**Excerpt**.
»»
The publication of three irish jokes by prison newspaper Inside Times caused much offence recently among other prisoners and support groups.
The Irish Commission for Prisoners Overseas reported receiving complaints from a number of prisoners. “There is no debate about this – anti-Irish jokes are racist and totally unacceptable. They should never be printed,” said Conor McGinn of the ICPO.
The paper responded to one prisoner’s complaints, quoting Dave Allen making jokes about the Irish, claiming “you might as well laugh at yourself once in a while – everyone else does.”
There is no doubt that there are Irish comedians around, like Patrick Kielty, who do make jokes at the expense of their own nationality. But there is somehow a line that says it is ok to joke at yourself but when others of the opposing dominant nationality in the society take the same approach it has a different context.
Jennie McShannon, chief executive of the Federation of Irish Societies, does not think that irish jokes are any longer meant to offend and ridicule. “They do however by their nature carry on such a tradition which is now outdated and irrelevant. Why would successful people such as Bono, Bob Geldof, Dermott O’Leary, the Cusacks, Michael O’Leary, Tony O’Reilly and those of Irish decent including parliamentarians such as such as Stephen O’Brien,…., etc find such jokes either relevant to them or funny?” said Ms McShannon. “And who do they target but the more vulnerable Irish people in our society, those who perhaps did not benefit from education or economic success but who still contributed greatly to British life.”
The question of racist jokes surfaced recently in the context of the Strictly Come Dancing show where one of the dancers Anton Du Beck said his partner looked like a paki. There was much furore resulting in the dancer apologising. Then show host Bruce Forsyth chipped in questioning the whole context of political correctness. "We used to have a sense of humour about this. You go back 25, 30, 40 years and there has always been a bit of humour about the whole thing,” said Forsyth, who also later apologised.
Go back 35 years, though, and there was Alf Garnett on Till Death us do part ranting on about black people. The ITV opposition saw Love thy neighbour starring Rudolph Walker, now or Eastenders fame, in another attack on black and ethnic minority peoples. These programmes disappeared with the passing of the Race Relations Act in 1976. So to a large degree did the No blacks, irish or dogs notices in boarding house front windows.
It is significant that the ethnic jokes are always made at the expense of a weaker minority that is not in a position to defend itself against attack. How often do you hear jokes about the stupid Brit or English person?
This tendency to pick on the weakest is no better illustrated than in the case of Irish Travellers, who over recent years have often been the butt of this type of humour. Comedian Jimmy Carr was recently forced to apologise for comments he made on the BBC programme Loose Ends. Maybe it is in the anti-traveller joke that can be seen the real agenda running behind such humour.
««
**Written problem 1**.
Format the entries below as a two-column CSV with the columns "prompt" and "points", one row per entry. Put the entry's text and its answer each in a single quoted field, replace line breaks with spaces, and leave out the picture.

**Data records**.
»»
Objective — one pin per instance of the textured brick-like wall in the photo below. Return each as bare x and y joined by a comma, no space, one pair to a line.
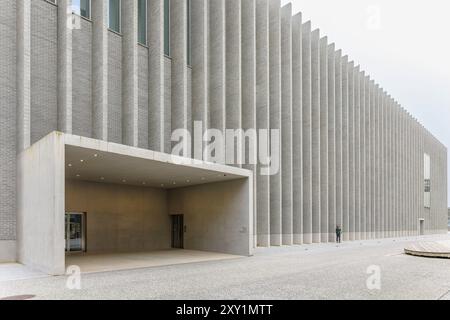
115,88
7,120
167,103
82,80
44,115
143,97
««
**Written problem 2**.
Answer these questions about the article on Irish jokes:
(a) Which organization is Conor McGinn from?
(b) On which BBC programme did Jimmy Carr make the comments he had to apologize for?
(c) What law is said to have passed in 1976?

**Expected answer 1**.
prompt,points
"Objective — one pin per instance of the textured brick-like wall in the photo below. Return each as bare x and y joined by a comma, no space, one pair to a line.","115,88 7,120 167,103 82,80 44,115 143,97"

**Expected answer 2**.
(a) The Irish Commission for Prisoners Overseas (ICPO)
(b) Loose Ends
(c) The Race Relations Act